Show every line of the data that contains the string "bottle".

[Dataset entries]
◇ ◇ ◇ ◇
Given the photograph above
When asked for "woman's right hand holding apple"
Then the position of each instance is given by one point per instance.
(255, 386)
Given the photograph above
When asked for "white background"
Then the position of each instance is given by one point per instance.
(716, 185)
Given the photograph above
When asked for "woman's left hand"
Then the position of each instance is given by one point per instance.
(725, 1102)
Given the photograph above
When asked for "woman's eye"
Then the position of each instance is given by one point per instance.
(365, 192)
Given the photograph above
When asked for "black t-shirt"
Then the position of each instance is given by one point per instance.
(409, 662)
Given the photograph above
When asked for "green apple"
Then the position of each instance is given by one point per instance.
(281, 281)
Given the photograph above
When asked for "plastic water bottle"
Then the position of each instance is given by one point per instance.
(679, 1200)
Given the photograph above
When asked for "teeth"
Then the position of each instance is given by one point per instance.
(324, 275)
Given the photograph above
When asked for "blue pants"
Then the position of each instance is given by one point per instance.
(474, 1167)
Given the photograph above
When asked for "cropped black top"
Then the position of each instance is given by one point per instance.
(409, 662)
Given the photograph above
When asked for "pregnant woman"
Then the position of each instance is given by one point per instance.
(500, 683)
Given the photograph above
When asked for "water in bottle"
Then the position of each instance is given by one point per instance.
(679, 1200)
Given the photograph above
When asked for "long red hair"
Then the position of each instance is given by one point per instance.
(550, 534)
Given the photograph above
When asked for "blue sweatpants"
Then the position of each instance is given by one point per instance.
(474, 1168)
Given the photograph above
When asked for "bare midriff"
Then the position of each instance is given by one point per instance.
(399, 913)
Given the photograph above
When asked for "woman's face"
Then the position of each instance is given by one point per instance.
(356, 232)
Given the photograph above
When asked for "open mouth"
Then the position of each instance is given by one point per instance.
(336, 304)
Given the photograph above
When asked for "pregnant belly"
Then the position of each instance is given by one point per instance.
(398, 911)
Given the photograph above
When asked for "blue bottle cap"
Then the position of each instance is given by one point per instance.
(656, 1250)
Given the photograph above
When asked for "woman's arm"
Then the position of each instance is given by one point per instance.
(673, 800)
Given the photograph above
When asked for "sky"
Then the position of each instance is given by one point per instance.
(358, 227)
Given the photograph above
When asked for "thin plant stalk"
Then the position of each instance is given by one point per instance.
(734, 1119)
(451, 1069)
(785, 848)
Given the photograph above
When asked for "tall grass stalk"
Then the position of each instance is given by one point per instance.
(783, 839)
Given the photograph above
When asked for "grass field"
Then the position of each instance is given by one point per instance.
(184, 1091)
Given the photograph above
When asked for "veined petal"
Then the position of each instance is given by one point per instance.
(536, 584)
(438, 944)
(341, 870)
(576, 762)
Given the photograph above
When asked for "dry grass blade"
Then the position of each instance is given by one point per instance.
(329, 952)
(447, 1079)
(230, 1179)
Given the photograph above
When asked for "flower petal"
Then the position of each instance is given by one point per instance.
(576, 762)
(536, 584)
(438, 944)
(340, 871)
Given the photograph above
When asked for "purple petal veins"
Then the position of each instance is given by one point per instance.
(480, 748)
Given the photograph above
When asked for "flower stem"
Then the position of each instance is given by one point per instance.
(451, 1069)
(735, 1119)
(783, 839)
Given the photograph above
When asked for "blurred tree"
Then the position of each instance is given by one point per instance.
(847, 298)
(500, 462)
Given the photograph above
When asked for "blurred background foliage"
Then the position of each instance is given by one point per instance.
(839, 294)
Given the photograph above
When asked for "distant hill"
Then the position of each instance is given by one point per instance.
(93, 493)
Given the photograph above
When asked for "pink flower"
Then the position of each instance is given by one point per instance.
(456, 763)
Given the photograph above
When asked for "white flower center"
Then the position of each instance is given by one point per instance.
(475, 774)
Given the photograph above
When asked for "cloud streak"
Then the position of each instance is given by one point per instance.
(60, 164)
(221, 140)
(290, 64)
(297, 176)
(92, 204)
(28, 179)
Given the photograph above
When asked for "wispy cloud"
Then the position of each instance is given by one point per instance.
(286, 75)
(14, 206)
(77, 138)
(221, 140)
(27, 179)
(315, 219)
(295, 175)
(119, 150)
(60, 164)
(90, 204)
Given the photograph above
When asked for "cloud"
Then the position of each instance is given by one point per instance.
◇ ◇ ◇ ◇
● Completed exercise
When asked for "plastic water bottle"
When asked for "water in bottle"
When asked for "blue bottle cap"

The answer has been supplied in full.